▶ _Exercise requirements_: Count the lines in the listing that follows which contain the string "below", matching case exactly. Reply with only the number.

Start of Data for processing

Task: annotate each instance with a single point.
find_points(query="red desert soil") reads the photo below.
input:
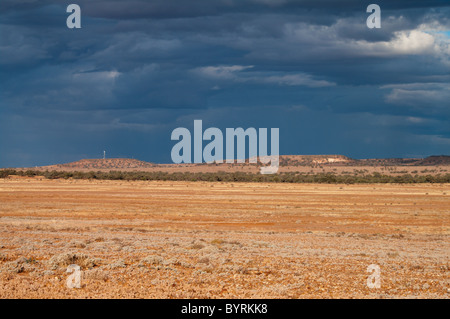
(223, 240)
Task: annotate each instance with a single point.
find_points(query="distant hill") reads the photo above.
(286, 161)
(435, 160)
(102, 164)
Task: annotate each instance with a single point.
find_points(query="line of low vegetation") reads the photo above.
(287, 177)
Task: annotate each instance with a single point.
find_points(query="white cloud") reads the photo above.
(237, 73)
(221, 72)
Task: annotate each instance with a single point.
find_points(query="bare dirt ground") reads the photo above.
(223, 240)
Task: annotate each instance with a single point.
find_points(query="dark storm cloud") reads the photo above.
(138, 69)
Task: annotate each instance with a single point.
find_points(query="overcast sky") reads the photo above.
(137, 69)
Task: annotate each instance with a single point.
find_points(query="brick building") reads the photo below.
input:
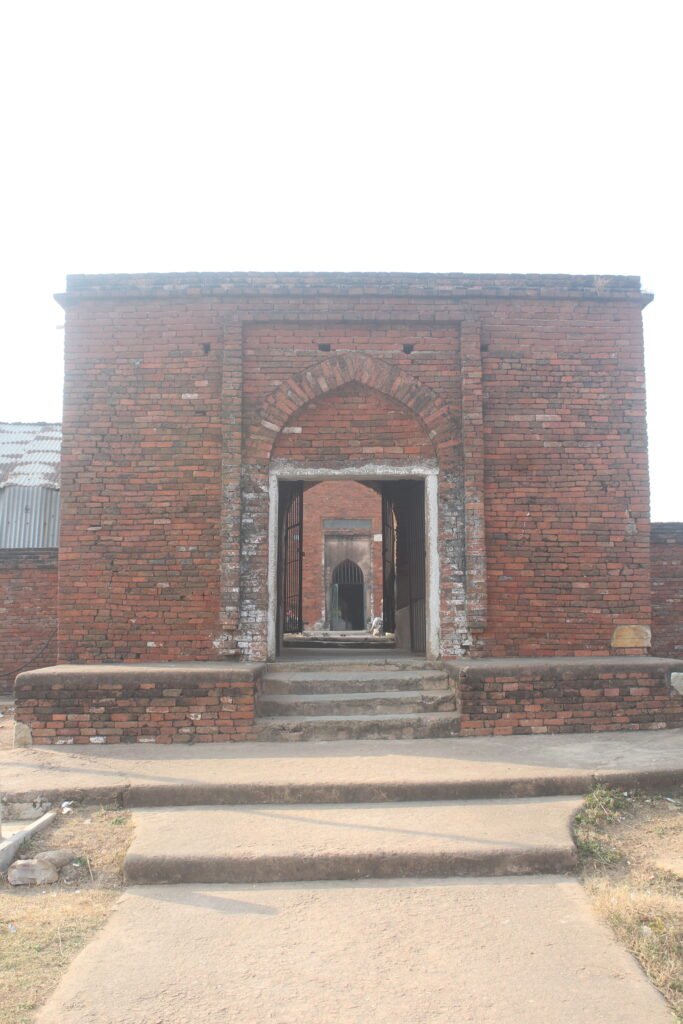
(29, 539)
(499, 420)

End of Data for processing
Start of Data for processing

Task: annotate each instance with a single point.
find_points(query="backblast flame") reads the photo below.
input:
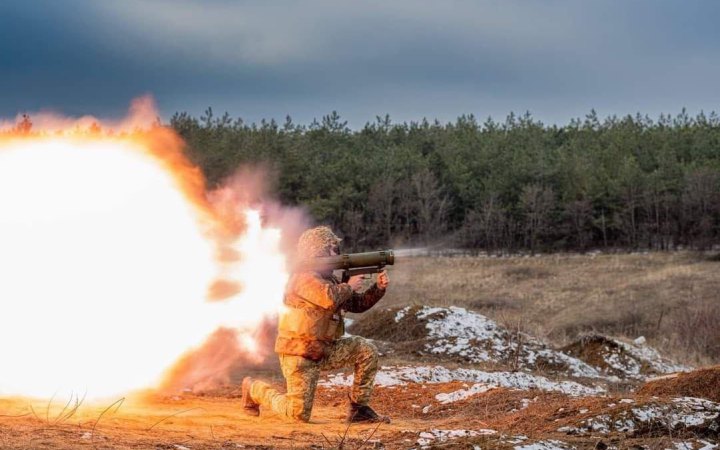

End of Data for processing
Start of Data for processing

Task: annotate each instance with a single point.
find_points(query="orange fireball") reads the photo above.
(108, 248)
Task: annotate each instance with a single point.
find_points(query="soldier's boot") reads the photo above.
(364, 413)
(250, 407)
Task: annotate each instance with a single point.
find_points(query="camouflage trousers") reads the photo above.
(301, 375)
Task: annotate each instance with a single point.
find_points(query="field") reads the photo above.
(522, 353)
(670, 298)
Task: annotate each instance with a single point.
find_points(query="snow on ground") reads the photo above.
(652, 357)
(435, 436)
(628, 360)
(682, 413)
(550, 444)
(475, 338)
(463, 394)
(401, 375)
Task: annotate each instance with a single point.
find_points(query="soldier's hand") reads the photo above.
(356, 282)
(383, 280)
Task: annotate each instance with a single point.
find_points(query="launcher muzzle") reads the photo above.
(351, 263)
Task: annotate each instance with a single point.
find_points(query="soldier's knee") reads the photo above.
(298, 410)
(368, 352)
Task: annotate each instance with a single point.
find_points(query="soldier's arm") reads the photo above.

End of Data for processing

▶ _Answer for the task_: 3